Жития макарьевскаго времени

Именем митрополита Макария можно обозначить целую эпоху в истории древнерусской агиобиографии. На это дает право уже одно количество литературных памятников, появившихся в его время под близким или отдаленным влиянием, от него исходившим. Древнерусская литература житий не оставила жизнеописания этого знаменитаго собирателя житий, хотя он не прошел и в ней без всякаго следа. Сохранилась повесть о последних днях его, которую можно принять за материал для жития, не получивший, однако ж, дальнейшей обработки. Повесть эта разсказывает о болезни и кончине митрополита с задушевной простотой, не преувеличивая значения описываемаго лица, и написана, судя по подробностям, вскоре по смерти святителя каким-нибудь близким к нему человеком. Но отсутствие полнаго жизнеописания лишает нас возможности видеть, как древнерусские книжники представляли его деятельность в полном ея объеме и какое значение придавали той стороне ея, которая соприкасалась с движением древнерусской агиобиографии. Впрочем, характер и мотивы, внесенные им в это движение, можно разглядеть в некоторых явлениях, связанных с деятельностию Макария. Прежде всего, заслуживает внимания обстоятельство, что Макарий вышел из монастыря Пафнутия Боровскаго, воспитался в преданиях сферы, из которой вышло заметно выделяющееся направление в среде русскаго монашества XVI в: согласно с духом своего родоначальника, в котором биограф выставляет преобладающей чертой характера чувство меры, эта школа отличалась стремлением к дисциплине, к внешнему порядку и благолепию и сильным практическим смыслом. В таком характере источник достоинств и недостатков этой школы. Такой характер отразился на пастырской деятельности постриженника Пафнутьева монастыря в Новгороде: он вводит правильное общежитие в здешние монастыри, строит и украшает храмы, поновляет обветшавшие памятники церковной святыни, заботится об украшении города, чтобы, по выражению современнаго летописца, было «велми лепо и чудно видети». То же стремление украшать и поновлять ветхое, с которым обращался Макарий к монументальным памятникам церковной старины, он прилагал и к памятникам литературным. Замечательно, что из-под пера самого Макария, одного из наиболее начитанных книжников в России XVI в., не вышло ни одного канона или похвального слова святому. Но сильное возбуждение сообщено было русской агиобиографии двумя явлениями, ознаменовавшими его деятельность: это – канонизация русских святых на соборах 1547 и 1549 гг. и составлении Макарьевских четьих-миней.

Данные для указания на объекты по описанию
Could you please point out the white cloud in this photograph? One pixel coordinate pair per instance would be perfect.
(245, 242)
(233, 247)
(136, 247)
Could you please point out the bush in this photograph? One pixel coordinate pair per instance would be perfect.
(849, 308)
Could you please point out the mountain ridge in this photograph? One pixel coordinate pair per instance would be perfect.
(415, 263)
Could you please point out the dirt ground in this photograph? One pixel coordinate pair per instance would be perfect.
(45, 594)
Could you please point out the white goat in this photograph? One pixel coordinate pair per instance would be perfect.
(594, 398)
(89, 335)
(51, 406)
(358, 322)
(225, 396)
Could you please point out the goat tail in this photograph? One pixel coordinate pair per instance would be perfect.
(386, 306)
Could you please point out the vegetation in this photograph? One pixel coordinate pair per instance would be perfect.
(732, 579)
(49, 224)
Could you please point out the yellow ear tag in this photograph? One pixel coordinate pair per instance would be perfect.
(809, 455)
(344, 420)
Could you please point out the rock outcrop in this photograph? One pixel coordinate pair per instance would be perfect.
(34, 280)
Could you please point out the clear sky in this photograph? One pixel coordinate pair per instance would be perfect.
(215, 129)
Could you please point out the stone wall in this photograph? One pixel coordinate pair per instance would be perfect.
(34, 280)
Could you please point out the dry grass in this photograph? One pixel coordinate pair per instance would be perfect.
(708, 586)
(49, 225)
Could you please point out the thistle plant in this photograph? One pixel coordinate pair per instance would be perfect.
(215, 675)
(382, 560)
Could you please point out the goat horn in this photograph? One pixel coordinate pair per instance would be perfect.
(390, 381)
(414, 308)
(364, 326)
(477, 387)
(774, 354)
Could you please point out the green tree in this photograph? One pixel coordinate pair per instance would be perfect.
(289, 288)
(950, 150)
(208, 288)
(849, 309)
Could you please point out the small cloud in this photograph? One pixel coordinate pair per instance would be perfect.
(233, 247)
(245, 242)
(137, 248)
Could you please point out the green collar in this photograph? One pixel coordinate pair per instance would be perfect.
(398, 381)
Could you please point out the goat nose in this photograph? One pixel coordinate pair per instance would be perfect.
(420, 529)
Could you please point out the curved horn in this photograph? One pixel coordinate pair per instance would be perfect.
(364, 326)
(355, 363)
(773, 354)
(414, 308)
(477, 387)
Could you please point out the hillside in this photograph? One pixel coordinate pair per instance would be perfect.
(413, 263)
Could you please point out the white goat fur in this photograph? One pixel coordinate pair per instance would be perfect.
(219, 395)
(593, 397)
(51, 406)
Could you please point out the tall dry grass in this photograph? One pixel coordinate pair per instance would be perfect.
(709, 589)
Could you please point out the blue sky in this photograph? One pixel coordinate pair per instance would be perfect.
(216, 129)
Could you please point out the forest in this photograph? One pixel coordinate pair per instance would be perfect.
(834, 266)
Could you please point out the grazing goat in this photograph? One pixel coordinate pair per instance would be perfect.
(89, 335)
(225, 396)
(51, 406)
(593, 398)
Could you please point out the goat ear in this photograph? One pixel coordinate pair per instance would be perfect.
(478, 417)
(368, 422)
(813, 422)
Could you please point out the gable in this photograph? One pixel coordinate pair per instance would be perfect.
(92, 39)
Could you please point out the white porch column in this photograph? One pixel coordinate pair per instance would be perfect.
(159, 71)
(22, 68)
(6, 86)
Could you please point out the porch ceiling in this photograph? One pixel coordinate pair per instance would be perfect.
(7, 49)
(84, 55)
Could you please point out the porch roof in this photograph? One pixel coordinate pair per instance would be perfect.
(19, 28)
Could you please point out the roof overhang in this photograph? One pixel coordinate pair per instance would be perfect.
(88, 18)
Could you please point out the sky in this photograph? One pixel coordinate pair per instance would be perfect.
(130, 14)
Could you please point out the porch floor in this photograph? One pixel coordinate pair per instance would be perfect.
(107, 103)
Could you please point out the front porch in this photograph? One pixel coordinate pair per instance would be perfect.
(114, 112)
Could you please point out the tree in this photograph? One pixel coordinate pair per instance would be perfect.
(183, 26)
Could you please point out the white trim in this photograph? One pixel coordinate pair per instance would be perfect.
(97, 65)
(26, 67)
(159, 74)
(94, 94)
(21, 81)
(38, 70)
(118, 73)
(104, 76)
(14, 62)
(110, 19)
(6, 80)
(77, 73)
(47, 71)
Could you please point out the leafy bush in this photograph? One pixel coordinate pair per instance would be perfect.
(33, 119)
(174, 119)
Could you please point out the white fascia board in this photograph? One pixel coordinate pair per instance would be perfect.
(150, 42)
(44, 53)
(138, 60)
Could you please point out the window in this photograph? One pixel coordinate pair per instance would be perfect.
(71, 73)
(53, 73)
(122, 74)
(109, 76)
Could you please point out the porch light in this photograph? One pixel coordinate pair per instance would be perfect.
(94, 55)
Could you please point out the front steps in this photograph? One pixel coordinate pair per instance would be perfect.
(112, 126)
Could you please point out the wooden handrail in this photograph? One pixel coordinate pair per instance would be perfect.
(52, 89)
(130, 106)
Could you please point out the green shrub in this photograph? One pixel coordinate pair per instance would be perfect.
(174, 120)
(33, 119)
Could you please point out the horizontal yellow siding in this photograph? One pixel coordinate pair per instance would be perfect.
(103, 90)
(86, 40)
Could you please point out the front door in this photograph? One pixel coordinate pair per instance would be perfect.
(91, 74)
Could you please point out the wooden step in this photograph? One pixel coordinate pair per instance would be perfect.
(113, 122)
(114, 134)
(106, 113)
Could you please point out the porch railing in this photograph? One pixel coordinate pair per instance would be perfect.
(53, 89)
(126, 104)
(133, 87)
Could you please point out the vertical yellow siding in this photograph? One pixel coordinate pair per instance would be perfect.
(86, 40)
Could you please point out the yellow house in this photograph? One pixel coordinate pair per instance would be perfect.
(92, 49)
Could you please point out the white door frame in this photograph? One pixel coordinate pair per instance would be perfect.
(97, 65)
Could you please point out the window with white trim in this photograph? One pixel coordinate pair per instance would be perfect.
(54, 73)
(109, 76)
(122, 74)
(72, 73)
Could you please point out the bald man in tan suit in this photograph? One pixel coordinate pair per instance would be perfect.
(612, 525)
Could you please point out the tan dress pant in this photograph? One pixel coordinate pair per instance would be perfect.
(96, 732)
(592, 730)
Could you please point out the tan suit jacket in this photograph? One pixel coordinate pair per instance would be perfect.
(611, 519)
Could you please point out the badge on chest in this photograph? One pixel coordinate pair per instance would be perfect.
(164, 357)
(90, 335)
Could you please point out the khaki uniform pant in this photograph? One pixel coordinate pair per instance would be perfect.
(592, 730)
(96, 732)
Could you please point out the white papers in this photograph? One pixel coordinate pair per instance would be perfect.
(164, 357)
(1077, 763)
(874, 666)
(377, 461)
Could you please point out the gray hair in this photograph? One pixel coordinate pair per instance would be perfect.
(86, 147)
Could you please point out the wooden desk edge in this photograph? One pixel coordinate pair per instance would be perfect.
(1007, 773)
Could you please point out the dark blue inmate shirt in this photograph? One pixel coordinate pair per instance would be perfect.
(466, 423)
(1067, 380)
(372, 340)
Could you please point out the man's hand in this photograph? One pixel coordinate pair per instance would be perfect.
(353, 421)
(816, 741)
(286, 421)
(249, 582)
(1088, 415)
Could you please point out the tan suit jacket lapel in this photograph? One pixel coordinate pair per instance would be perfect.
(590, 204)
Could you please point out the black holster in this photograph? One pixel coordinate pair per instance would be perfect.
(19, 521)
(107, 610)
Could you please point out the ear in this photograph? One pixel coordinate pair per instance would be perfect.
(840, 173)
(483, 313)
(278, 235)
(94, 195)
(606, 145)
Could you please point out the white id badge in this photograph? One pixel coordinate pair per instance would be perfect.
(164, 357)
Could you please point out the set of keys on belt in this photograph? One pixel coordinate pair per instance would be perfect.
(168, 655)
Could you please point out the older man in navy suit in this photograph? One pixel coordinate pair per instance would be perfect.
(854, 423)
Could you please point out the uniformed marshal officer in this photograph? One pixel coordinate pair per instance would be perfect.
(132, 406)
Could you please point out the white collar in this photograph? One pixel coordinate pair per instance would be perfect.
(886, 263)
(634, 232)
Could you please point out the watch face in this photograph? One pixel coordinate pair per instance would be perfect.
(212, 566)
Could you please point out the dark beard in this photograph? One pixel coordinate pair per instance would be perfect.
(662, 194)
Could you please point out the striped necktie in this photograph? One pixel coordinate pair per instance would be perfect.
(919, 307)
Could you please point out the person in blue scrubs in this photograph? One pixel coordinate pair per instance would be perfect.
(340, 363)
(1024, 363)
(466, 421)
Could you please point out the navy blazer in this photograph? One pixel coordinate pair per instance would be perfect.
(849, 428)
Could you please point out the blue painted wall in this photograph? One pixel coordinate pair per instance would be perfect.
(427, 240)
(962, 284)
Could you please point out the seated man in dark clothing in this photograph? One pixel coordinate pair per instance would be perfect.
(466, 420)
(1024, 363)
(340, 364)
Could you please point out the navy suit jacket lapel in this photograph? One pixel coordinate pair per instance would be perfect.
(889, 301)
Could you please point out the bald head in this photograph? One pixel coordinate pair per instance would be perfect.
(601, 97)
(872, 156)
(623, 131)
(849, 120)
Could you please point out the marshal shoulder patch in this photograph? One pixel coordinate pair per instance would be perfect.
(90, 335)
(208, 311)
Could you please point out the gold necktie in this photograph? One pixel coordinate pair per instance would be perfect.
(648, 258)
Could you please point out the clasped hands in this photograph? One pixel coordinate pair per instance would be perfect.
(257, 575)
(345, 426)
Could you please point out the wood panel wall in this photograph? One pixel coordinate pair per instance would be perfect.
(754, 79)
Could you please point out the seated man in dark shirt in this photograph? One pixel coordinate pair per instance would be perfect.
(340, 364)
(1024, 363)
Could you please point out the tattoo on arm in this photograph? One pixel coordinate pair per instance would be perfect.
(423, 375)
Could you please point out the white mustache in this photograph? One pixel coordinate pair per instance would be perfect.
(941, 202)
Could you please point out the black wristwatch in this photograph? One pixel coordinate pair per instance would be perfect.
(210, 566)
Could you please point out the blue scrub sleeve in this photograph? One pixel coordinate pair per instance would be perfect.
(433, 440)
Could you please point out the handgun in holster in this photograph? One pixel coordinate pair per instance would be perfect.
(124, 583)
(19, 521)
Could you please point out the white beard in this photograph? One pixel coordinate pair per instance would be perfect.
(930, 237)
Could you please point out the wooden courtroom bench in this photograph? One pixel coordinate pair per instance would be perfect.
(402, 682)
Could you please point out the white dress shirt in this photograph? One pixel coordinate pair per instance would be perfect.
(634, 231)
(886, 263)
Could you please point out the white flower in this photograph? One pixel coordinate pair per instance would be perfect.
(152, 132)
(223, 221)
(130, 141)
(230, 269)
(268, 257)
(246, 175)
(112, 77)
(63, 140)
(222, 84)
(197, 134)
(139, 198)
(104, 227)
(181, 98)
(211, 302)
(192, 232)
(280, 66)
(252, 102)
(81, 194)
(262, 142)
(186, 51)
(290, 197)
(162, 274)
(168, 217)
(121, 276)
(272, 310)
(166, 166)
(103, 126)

- **ЗАДАНИЕ**
Объясните по тексту о житиях макарьевского времени, почему нельзя увидеть, как древнерусские книжники представляли деятельность Макария «в полном ея объеме». Опирайтесь только на текст.

- **ОТВЕТ**
Полного жизнеописания Макария древнерусская литература житий не оставила. Сохранилась лишь повесть о его последних днях. Это материал для жития, который так и не получил дальнейшей обработки.